### The exercise
Update all of the material below by replacing "Definition for annotators" with "Instruction for annotators" throughout, and leave every other part unchanged. Omit the pictures from your version.

[START Task data]

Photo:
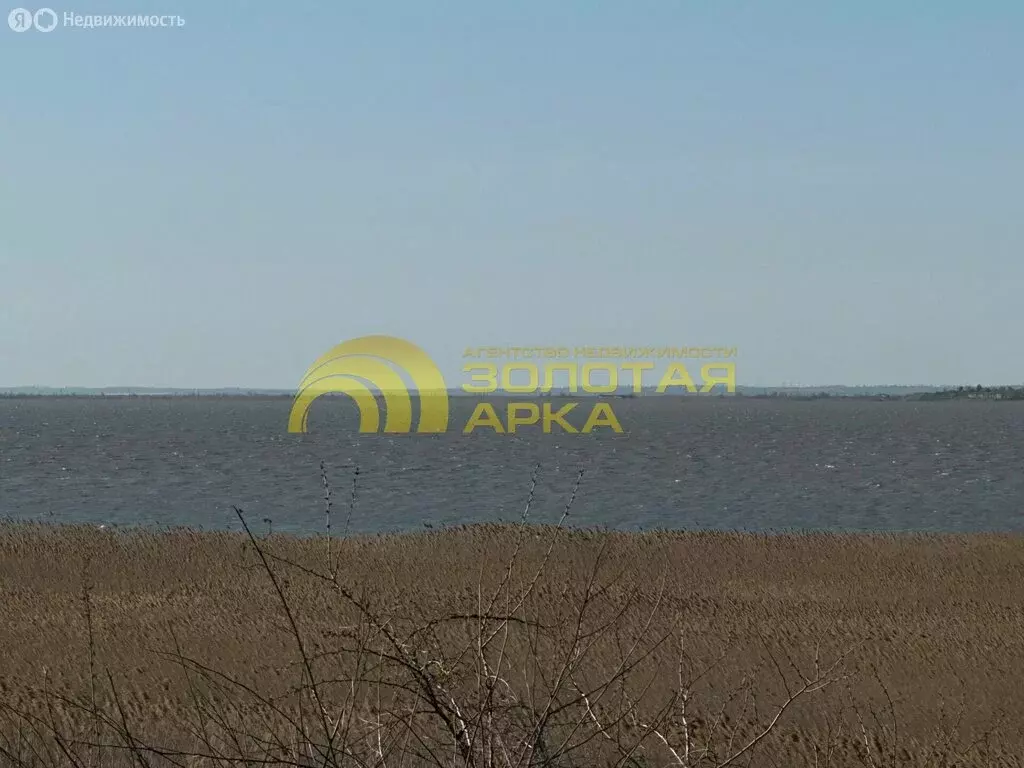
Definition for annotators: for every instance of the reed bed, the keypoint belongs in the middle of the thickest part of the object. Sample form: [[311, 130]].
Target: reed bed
[[508, 645]]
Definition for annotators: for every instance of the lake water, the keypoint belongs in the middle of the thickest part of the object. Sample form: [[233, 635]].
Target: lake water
[[682, 463]]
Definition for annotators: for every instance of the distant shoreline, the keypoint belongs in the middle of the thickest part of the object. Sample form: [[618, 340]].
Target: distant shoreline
[[1007, 392]]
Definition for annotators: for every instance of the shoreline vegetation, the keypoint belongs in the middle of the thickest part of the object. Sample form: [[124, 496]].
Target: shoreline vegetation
[[509, 645]]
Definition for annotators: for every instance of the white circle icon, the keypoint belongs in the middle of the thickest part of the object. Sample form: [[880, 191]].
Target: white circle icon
[[19, 19], [45, 19]]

[END Task data]

### Response
Photo:
Instruction for annotators: for every instance of the reed bed, the keypoint belongs in the middle of the thickest part of the object. Sample form: [[311, 130]].
Target: reed bed
[[508, 645]]
Instruction for annotators: for every instance of the lake water, the keypoint belongs in the middle of the thickest part of the object. Sample form: [[233, 635]].
Target: lake water
[[682, 463]]
Instruction for annotators: for every instance of the distant shoreline, the keypoint belongs in the middle of the thickest part of the object. Sample form: [[618, 340]].
Target: distant shoreline
[[1007, 392]]
Instruction for annotators: for every instance of the shoreline vegetation, the keypoint belongs in the middle of the thickest part of the object. Sample form: [[124, 496]].
Target: shoreline vegetation
[[509, 645]]
Instruction for annotators: for every instance of the white circle icon, the keypoint belongs in the middle of the thickest part of the object. Sample form: [[880, 191]].
Target: white circle icon
[[19, 19], [45, 19]]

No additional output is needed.